Records contained in a dataset

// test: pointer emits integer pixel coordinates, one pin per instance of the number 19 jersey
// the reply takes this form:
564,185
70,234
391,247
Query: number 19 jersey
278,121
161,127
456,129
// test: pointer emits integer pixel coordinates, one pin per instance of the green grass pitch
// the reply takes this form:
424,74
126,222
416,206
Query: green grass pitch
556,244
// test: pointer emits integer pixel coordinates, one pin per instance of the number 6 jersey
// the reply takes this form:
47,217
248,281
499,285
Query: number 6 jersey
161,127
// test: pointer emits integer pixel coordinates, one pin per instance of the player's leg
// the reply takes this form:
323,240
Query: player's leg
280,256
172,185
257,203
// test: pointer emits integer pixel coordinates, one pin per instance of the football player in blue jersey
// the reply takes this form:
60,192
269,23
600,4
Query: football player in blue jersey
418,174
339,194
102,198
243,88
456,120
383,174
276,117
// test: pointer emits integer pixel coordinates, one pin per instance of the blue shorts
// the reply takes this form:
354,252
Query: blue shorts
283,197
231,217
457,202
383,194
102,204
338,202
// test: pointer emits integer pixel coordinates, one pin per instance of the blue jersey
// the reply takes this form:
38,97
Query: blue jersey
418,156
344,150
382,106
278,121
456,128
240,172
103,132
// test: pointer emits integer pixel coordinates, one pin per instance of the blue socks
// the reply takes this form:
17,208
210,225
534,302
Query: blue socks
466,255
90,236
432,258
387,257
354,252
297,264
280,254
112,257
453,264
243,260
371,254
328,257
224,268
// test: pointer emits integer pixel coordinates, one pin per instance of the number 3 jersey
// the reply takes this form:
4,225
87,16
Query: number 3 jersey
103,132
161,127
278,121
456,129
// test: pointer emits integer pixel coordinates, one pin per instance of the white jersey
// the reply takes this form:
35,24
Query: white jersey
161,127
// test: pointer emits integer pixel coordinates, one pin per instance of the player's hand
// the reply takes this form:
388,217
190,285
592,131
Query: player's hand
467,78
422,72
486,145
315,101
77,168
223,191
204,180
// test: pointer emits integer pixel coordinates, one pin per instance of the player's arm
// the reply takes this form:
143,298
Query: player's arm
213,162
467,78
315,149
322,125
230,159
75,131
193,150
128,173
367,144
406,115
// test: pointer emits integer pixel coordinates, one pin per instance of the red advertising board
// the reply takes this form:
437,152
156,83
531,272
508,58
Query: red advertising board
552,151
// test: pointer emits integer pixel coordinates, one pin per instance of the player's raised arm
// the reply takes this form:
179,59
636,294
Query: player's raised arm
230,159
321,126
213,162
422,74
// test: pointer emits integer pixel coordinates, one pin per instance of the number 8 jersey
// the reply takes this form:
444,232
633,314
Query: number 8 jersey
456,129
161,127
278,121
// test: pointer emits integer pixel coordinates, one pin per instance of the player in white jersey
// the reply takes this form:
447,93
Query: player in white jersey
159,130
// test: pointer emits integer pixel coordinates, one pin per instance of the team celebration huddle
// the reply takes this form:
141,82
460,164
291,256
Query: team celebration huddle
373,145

* _About this exercise_: Extract each entry in full and write it down exactly.

* _Expected answer_:
// test: pointer emits integer pixel coordinates, one pin per instance of the number 19 jersey
// the reply takes this form:
564,185
70,234
391,247
Query: number 19 jersey
278,121
161,127
456,129
// test: pointer emits integer pixel coordinates, one pin per instance of the green grass pitch
// the reply takes this form:
424,74
126,222
416,206
Query: green grass pitch
556,244
// test: pointer emits integer pixel coordinates, one pin per instance of the number 6 jersey
// the reply takes this form:
47,217
248,281
499,285
Query: number 6 jersey
161,127
// test: pointer emits integer pixel coordinates, one pin per instance of the player's leg
// the reply takes this form:
323,240
Query: player's leg
280,256
172,185
257,203
// test: pointer emits integer pixel coordinates, one pin per instance of the football player in blue jersey
// the reply takes this form:
60,192
269,23
600,4
Query: football player in blue jersey
418,174
339,194
102,198
243,88
456,120
383,174
276,117
// test: pointer emits integer pixel coordinates, one pin per instance of the blue shorts
// the reply takes this form:
354,252
Query: blue shorts
283,197
231,217
457,202
383,194
102,204
338,202
// test: pointer emits integer pixel coordinates, one pin per instance of the blue jersey
// the reply takes this form:
38,97
Query: blue jersey
418,156
344,150
382,106
278,121
456,128
240,172
103,132
// test: pointer emits integer pixel coordinates, one pin per instance of the blue socks
// the reply takes this form:
17,208
210,225
534,302
Query: blue socks
466,255
90,236
432,258
387,257
354,252
297,264
280,254
112,257
453,264
243,260
371,254
328,257
224,268
// test: pointer emits integer pixel coordinates, one pin per instance of the number 3 jersey
// the reply takes this form:
4,225
87,16
Query: number 3 jersey
103,132
161,127
278,121
456,129
// test: pointer emits integer pixel coordinates, one pin per instance of the white jersey
// the reply takes this form:
35,24
Query: white jersey
161,127
// test: pointer emits integer pixel coordinates, one pin per instance of the player's hand
// the reply takes this form:
388,217
190,285
592,131
Query: player's hand
467,78
422,72
486,145
315,101
77,168
223,191
204,180
// test: pointer emits integer pixel coordinates, one pin per instance of the player's arm
// the reply takes this form:
143,298
Query: player's arm
213,162
467,78
315,149
322,125
230,159
75,131
193,150
128,173
367,144
406,115
// test: pointer emits integer pixel coordinates, one pin per instance of the red advertising board
// the reply takes this form:
437,152
156,83
531,272
508,58
Query: red advertising board
552,151
// test: pointer emits integer pixel coordinates, one pin per instance of the player's raised arm
// the reply takes this form:
179,59
636,294
Query: player's raised arm
230,159
321,126
213,162
422,74
// test: pointer emits integer pixel coordinates, one pin per instance of the number 8 jersey
// the reply takes this form:
444,232
633,314
Query: number 8 jersey
456,129
161,127
278,121
// test: pointer emits integer pixel coordinates, one pin per instance of the player in white jersey
// the reply takes this form:
447,93
Query: player in white jersey
159,130
// test: pointer emits integer pixel coordinates, one pin per instance of the team celebration huddle
// the reply takes this form:
141,82
460,164
291,256
Query: team celebration huddle
373,145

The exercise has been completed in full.